:: YOUR TASK ::
Starting at the line that contains "of the stainless" and continuing through the last line, copy out every line, shifting each point coordinate by adding 86 to both of its numbers. Leave all other wording unchanged, and include no lines before that one.

• • • • •

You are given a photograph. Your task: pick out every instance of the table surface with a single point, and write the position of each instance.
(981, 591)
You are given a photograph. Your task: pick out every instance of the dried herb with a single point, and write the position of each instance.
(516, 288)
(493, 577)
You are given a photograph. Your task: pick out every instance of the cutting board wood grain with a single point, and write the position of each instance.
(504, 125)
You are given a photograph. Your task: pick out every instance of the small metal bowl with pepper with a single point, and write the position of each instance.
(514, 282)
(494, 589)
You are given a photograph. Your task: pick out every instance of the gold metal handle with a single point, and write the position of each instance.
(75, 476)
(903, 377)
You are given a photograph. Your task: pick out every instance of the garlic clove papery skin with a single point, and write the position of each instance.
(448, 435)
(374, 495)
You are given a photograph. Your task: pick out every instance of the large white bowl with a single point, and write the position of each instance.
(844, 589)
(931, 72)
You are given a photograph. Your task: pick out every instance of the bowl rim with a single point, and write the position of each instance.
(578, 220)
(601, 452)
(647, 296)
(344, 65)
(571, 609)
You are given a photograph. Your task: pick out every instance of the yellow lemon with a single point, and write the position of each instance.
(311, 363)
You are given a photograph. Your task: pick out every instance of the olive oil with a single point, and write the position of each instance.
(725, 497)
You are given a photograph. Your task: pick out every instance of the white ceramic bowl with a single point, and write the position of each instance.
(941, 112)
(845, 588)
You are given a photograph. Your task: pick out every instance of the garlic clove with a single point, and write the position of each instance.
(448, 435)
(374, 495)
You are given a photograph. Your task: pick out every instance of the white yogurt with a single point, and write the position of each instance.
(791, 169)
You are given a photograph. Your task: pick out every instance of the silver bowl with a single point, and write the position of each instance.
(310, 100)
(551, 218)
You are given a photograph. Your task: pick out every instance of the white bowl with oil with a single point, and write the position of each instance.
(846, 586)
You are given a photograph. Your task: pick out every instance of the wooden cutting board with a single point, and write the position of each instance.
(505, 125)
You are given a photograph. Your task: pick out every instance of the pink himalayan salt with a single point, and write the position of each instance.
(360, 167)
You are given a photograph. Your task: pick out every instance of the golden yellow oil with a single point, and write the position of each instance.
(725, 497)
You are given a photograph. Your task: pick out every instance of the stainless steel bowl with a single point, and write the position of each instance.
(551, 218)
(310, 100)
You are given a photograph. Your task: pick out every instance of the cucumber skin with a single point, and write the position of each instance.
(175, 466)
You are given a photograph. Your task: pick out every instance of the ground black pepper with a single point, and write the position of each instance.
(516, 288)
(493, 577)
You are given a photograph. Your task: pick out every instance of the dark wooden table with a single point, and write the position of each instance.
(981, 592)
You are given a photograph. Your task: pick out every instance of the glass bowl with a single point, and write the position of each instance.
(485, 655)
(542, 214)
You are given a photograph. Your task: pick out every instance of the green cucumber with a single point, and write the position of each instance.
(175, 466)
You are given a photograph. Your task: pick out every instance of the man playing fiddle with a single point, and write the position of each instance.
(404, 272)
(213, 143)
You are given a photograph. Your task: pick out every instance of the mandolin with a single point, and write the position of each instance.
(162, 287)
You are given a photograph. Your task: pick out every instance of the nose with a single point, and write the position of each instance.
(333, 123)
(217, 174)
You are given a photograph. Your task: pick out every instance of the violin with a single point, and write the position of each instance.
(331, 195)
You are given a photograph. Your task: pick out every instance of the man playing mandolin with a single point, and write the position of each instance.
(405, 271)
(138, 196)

• • • • •

:: EXERCISE SOLUTION ::
You are given a photograph. Your task: pick out every instance of the stainless steel bowl with a single point, and write the position of each instance.
(637, 304)
(396, 186)
You are given a photograph. Your task: pick out every instance of the cucumber skin with a single point, and write the position of each instance.
(261, 552)
You are given a photograph. Your task: pick out every instance of the ground black pepper with a single point, and write the position of each instance.
(602, 374)
(579, 663)
You are given a photograph. Your task: pick out every instance of the dark wooden table with a single point, and write the position of each instance.
(1067, 678)
You are given a photograph. Your task: pick out every instance of the glass bowl with a single point, and write the position of each instance.
(571, 741)
(628, 300)
You are given a photograph. Your task: pick out every instance of the green cucumber with a single point, and write the position of each instance.
(261, 552)
You are given a photograph. Your task: pick out every instance of the man playing fiddle with a single point, and write the position of each instance.
(490, 358)
(299, 229)
You are given a photograph. Your task: pick out every instance of the mandolin with a single point, and write the position of each instance.
(248, 373)
You are given a photograph. Your task: pick out every instance of the nose with a single point, and write the position of each instance.
(419, 209)
(303, 260)
You are given a photograph. Your task: pick out every instance of the violin with a single point, and write the position of each instance.
(417, 281)
You are given a photograph. Your task: pick out every instance of the man playing mandolin with a single point, and write the position of each instance.
(491, 357)
(224, 282)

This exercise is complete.